### PEDIDO A
Devolve o texto fornecido na íntegra, sem alterar nada.

### TEXTO FORNECIDO
Sem explicações aprofundadas sobre o modelo teórico da Psicologia que está por detrás desta proposta, sugere-se que, ao invés de dizer à criança que ela é malcomportada ou criticá-la de outra forma mais ou menos subtil (“És birrenta, és chata, etc.”), os adultos podem optar por explicar-lhe que algumas vezes pode agir sob a influência de uma personagem desagradável que gosta de ver a família em dificuldade, o Birras. E quando ele está presente e a criança lhe obedece, há confusão, gritos e desentendimentos com os pais ou com outros adultos.

### Registos de pontos etiquetados
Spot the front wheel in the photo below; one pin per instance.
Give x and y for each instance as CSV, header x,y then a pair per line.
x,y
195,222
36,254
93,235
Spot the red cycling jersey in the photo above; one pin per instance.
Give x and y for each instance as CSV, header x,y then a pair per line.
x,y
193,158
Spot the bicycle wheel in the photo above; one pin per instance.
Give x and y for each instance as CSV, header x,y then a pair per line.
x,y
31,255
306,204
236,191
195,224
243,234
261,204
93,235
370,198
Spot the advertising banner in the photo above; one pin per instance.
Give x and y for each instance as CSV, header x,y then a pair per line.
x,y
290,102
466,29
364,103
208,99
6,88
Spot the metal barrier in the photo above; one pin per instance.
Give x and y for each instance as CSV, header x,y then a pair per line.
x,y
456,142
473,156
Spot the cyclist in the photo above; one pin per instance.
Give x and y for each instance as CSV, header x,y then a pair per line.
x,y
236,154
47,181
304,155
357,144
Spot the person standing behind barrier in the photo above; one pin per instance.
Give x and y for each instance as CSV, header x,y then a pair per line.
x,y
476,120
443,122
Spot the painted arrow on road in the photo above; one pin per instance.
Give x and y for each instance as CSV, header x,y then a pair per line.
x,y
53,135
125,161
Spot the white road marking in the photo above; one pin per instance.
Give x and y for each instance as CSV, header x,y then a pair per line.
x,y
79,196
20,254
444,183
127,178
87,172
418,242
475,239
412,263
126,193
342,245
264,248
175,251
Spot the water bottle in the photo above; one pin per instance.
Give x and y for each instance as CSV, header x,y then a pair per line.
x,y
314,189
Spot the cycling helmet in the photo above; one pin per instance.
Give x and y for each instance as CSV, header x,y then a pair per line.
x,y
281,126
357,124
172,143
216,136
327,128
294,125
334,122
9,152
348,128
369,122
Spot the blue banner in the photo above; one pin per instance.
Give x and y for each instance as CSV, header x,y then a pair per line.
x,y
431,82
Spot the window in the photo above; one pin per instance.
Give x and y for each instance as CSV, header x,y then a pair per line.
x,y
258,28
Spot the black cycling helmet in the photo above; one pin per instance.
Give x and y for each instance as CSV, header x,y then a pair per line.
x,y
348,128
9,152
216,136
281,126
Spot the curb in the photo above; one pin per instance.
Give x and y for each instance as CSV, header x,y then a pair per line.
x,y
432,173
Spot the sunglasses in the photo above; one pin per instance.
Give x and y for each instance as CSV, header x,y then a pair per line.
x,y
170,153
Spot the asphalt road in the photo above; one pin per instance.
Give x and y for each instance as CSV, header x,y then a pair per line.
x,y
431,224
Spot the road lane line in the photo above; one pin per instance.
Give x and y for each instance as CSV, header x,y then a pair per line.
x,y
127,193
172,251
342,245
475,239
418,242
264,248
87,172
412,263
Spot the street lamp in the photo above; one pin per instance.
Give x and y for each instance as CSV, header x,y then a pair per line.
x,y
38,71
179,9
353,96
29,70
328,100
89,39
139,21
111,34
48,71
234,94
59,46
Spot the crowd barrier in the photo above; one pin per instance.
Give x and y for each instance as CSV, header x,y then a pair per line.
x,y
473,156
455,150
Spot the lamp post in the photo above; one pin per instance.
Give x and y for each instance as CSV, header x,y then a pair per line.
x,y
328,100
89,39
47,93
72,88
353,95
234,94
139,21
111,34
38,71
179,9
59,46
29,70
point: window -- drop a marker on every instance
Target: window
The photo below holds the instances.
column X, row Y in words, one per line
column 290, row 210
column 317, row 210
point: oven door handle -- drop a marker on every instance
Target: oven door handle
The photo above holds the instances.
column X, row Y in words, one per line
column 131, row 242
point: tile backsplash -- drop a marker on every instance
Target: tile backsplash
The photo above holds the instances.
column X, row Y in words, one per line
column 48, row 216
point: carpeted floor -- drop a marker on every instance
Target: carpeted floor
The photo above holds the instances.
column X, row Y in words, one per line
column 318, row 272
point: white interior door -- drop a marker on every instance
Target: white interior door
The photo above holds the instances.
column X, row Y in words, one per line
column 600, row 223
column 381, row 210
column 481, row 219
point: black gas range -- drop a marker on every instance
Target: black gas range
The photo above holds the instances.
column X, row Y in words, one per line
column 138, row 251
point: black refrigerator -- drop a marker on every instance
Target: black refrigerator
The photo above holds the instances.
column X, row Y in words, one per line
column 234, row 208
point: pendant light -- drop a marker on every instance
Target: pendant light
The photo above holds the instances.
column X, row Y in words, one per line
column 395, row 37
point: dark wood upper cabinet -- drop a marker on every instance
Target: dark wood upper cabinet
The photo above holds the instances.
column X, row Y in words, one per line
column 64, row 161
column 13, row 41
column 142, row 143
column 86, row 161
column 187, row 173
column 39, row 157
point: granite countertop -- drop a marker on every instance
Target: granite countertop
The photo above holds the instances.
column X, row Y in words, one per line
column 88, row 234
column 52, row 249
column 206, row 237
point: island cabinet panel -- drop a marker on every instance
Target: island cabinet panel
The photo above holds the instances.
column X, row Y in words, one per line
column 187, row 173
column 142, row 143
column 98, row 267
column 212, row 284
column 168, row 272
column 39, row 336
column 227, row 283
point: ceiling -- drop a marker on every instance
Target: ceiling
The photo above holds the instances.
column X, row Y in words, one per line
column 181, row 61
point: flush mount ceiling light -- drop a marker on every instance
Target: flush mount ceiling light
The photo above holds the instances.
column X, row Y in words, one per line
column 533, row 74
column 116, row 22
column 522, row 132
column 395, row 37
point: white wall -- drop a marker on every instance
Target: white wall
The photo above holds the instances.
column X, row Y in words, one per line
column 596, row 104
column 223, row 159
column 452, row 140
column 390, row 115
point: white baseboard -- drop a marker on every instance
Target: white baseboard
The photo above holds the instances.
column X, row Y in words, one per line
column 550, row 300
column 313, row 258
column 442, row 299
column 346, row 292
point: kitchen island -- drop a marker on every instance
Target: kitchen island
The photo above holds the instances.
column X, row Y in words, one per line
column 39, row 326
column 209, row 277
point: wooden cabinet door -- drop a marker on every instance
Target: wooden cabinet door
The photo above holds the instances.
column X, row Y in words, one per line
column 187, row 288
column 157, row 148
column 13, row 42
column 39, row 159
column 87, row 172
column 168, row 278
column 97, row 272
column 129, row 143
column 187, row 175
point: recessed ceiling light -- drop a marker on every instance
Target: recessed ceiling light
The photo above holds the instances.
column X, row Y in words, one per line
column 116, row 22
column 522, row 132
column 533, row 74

### PEDIDO B
Reescreve como lista numerada as linhas das entradas, começando na linha que contém "point: flush mount" e terminando no fim das entradas, ambas incluídas. Deixa de fora as linhas em branco.

### RESPOSTA À TAREFA A
Sem explicações aprofundadas sobre o modelo teórico da Psicologia que está por detrás desta proposta, sugere-se que, ao invés de dizer à criança que ela é malcomportada ou criticá-la de outra forma mais ou menos subtil (“És birrenta, és chata, etc.”), os adultos podem optar por explicar-lhe que algumas vezes pode agir sob a influência de uma personagem desagradável que gosta de ver a família em dificuldade, o Birras. E quando ele está presente e a criança lhe obedece, há confusão, gritos e desentendimentos com os pais ou com outros adultos.

### RESPOSTA À TAREFA B
1. point: flush mount ceiling light -- drop a marker on every instance
2. Target: flush mount ceiling light
3. The photo above holds the instances.
4. column X, row Y in words, one per line
5. column 533, row 74
6. column 116, row 22
7. column 522, row 132
8. column 395, row 37
9. point: white wall -- drop a marker on every instance
10. Target: white wall
11. The photo above holds the instances.
12. column X, row Y in words, one per line
13. column 596, row 104
14. column 223, row 159
15. column 452, row 140
16. column 390, row 115
17. point: white baseboard -- drop a marker on every instance
18. Target: white baseboard
19. The photo above holds the instances.
20. column X, row Y in words, one per line
21. column 550, row 300
22. column 313, row 258
23. column 442, row 299
24. column 346, row 292
25. point: kitchen island -- drop a marker on every instance
26. Target: kitchen island
27. The photo above holds the instances.
28. column X, row Y in words, one per line
29. column 39, row 326
30. column 209, row 277
31. point: wooden cabinet door -- drop a marker on every instance
32. Target: wooden cabinet door
33. The photo above holds the instances.
34. column X, row Y in words, one per line
35. column 187, row 288
36. column 157, row 148
37. column 13, row 42
38. column 39, row 159
39. column 87, row 172
40. column 168, row 278
41. column 97, row 272
42. column 129, row 143
43. column 187, row 175
44. point: recessed ceiling light -- drop a marker on every instance
45. Target: recessed ceiling light
46. The photo above holds the instances.
47. column X, row Y in words, one per line
48. column 116, row 22
49. column 522, row 132
50. column 533, row 74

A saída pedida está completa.